[Location annotation dataset excerpts]
++++++++

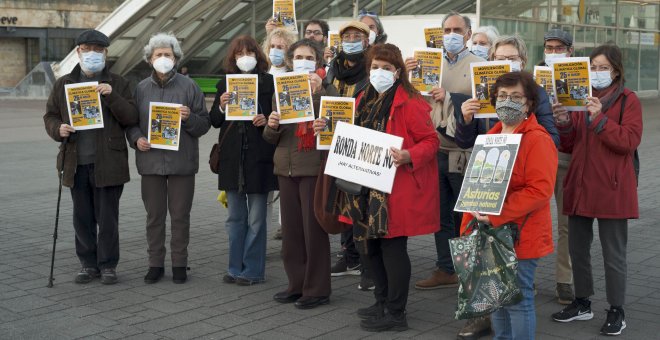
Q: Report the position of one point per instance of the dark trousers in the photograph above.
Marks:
(390, 267)
(160, 194)
(450, 187)
(305, 245)
(613, 235)
(94, 206)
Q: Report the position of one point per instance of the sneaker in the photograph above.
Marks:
(366, 284)
(108, 276)
(341, 268)
(564, 293)
(475, 328)
(86, 275)
(615, 323)
(438, 279)
(577, 310)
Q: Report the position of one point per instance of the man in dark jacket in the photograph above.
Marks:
(95, 161)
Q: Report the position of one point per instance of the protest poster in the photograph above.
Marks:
(294, 97)
(334, 109)
(243, 89)
(284, 13)
(488, 173)
(483, 75)
(433, 36)
(572, 82)
(428, 72)
(362, 156)
(84, 104)
(543, 77)
(165, 125)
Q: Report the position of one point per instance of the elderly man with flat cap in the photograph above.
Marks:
(96, 160)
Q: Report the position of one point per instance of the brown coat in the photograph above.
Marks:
(119, 111)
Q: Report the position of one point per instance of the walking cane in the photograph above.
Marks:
(57, 215)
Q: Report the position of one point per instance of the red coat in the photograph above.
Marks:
(601, 182)
(530, 190)
(413, 206)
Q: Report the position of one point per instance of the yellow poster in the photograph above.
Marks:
(84, 104)
(543, 77)
(433, 37)
(294, 97)
(333, 110)
(572, 82)
(284, 13)
(483, 75)
(164, 125)
(428, 72)
(243, 89)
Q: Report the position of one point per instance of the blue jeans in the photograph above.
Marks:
(246, 226)
(518, 321)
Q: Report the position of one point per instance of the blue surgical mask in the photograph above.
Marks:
(352, 47)
(453, 42)
(480, 51)
(601, 79)
(92, 62)
(276, 56)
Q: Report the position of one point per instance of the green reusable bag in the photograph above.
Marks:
(486, 264)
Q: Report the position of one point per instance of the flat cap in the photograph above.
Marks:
(93, 37)
(559, 34)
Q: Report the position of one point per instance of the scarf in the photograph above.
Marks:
(369, 209)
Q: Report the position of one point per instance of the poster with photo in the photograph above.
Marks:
(294, 97)
(334, 109)
(84, 105)
(242, 89)
(284, 13)
(572, 82)
(488, 173)
(483, 75)
(164, 126)
(428, 72)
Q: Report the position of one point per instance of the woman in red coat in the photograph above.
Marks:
(382, 223)
(601, 184)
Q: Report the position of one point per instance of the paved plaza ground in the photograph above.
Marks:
(206, 308)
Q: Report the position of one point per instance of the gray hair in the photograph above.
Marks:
(162, 40)
(490, 32)
(466, 19)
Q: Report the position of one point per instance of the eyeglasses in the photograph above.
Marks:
(518, 98)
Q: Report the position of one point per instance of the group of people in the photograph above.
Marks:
(583, 158)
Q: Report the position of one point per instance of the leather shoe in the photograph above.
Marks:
(286, 297)
(309, 302)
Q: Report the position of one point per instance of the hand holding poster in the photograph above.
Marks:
(84, 104)
(164, 125)
(433, 37)
(572, 82)
(543, 77)
(483, 76)
(243, 89)
(428, 72)
(334, 109)
(362, 156)
(284, 13)
(488, 173)
(294, 97)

++++++++

> [JOB]
Reproduce all entries without any change, and omit the pictures.

> [EXERCISE RESULT]
Q: Report the position of one point per instance of the dark trousers in the photograph above.
Marks:
(390, 267)
(160, 194)
(450, 187)
(305, 245)
(613, 235)
(94, 206)
Q: Report the position of one point per instance of the sneaker in the photograph above.
Marks:
(366, 284)
(108, 276)
(341, 268)
(564, 293)
(475, 328)
(86, 275)
(615, 323)
(438, 279)
(577, 310)
Q: Report the position of one point per instance of the man in dark jacket in the photograph above.
Marks:
(95, 161)
Q: Report the position of one point per instance of the protest poster in the photograph above.
Marks:
(294, 97)
(334, 109)
(243, 89)
(284, 13)
(488, 173)
(483, 75)
(433, 36)
(572, 82)
(428, 72)
(362, 156)
(84, 104)
(543, 77)
(165, 125)
Q: Report the position of one point per instance of the elderly man with flat cap in the photograph above.
Marks:
(96, 160)
Q: Report the position of one point per instance of the brown coat in the photograph above.
Marks:
(119, 111)
Q: Report the position of one point per instance of the walking cane in the photograph above.
Marks:
(57, 215)
Q: Report the position of one point per instance of the red coat in the photograph above.
Marks:
(601, 182)
(530, 190)
(413, 206)
Q: Report the position of one point per instance of the yellow poster in the photograph above.
Marks:
(84, 104)
(543, 77)
(433, 37)
(294, 97)
(333, 110)
(572, 82)
(284, 13)
(483, 75)
(164, 125)
(428, 72)
(243, 89)
Q: Report the position of one point per instance of the blue jeans in the photograph above.
Marks:
(246, 226)
(518, 321)
Q: Report the position of one point per instance of the blue surgical mask in the photograph above.
Marks:
(352, 47)
(453, 42)
(480, 51)
(601, 79)
(92, 62)
(276, 56)
Q: Report the position of one point per instance of the green reusable bag in the photograph above.
Marks:
(486, 264)
Q: Report the position of one point per instance of the flat cap in the photograph above.
Marks:
(93, 37)
(559, 34)
Q: Report the position of one point per instance of the scarf in the photograph above.
Marks:
(369, 209)
Q: Report the position of one point per instance of the poster with photo in the photograph above.
Marks:
(294, 97)
(334, 109)
(84, 105)
(242, 89)
(284, 13)
(572, 82)
(488, 173)
(483, 75)
(164, 126)
(428, 72)
Q: Report the position of one point per instance of the woman in red coat in the photograph above.
Marks:
(382, 223)
(601, 184)
Q: Report the position of one point per instance of the paved plaza ground in the photograph above.
Marks:
(206, 308)
Q: Report the position of one point per instance of the gray hair in the photograph above.
Marks:
(162, 40)
(490, 32)
(466, 19)
Q: Report the position of one point per instance of the eyeglasses in the photograph above.
Marks:
(518, 98)
Q: Report the position of one point per instance of the group of people in the photograph above.
Marks:
(583, 158)
Q: Report the position of one point per instance of the leather shoe in the photograph above.
Marks:
(286, 297)
(309, 302)
Q: Report the position of one point per instance of the hand holding poster in the photograph above.
Marks:
(84, 104)
(164, 125)
(433, 37)
(572, 82)
(543, 77)
(483, 76)
(243, 89)
(428, 72)
(334, 109)
(362, 156)
(284, 13)
(488, 173)
(294, 97)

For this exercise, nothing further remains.